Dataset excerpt
* * * * *

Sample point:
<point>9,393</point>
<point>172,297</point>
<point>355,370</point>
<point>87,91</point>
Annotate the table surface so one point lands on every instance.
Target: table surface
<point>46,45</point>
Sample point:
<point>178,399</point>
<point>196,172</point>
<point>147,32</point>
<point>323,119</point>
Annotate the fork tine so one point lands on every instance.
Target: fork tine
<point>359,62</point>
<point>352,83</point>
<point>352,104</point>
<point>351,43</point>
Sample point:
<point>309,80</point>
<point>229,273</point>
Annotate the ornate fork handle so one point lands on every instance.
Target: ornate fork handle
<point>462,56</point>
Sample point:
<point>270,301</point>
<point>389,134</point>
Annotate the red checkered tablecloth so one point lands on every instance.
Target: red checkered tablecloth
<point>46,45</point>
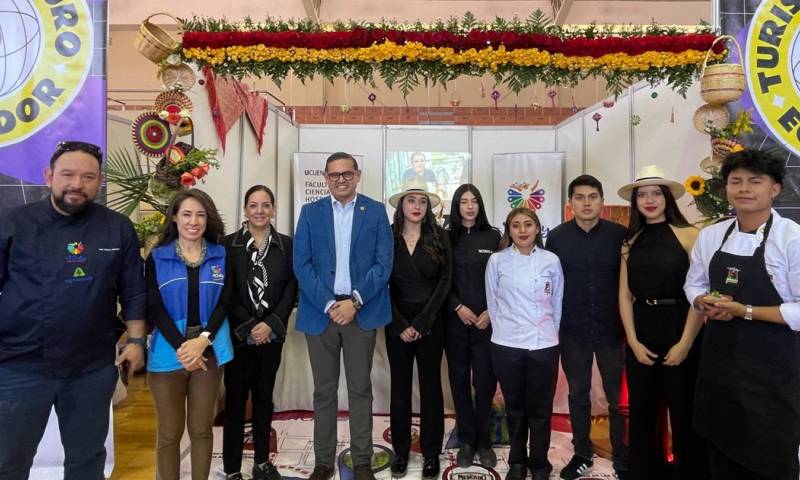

* * * * *

◆ **PROBLEM**: Please rewrite the records above, changing every "Annotate" to "Mark" and keeping all other text the same. Omit the pictures from your answer.

◆ **EXERCISE SOLUTION**:
Sample point:
<point>9,393</point>
<point>172,297</point>
<point>355,370</point>
<point>87,91</point>
Mark the table surface so one point lands on every instance.
Target: table surface
<point>46,45</point>
Sample point:
<point>178,399</point>
<point>196,172</point>
<point>147,32</point>
<point>323,119</point>
Mark the fork tine so one point lands on every instance.
Target: fork tine
<point>359,62</point>
<point>352,83</point>
<point>352,104</point>
<point>351,43</point>
Sample point:
<point>309,80</point>
<point>229,273</point>
Mark the ornate fork handle so one point lands on every instance.
Target: ornate fork handle
<point>462,56</point>
Sample point:
<point>270,301</point>
<point>389,134</point>
Mark the red checkered tablecloth so one point lands on every instance.
Target: red checkered tablecloth
<point>46,45</point>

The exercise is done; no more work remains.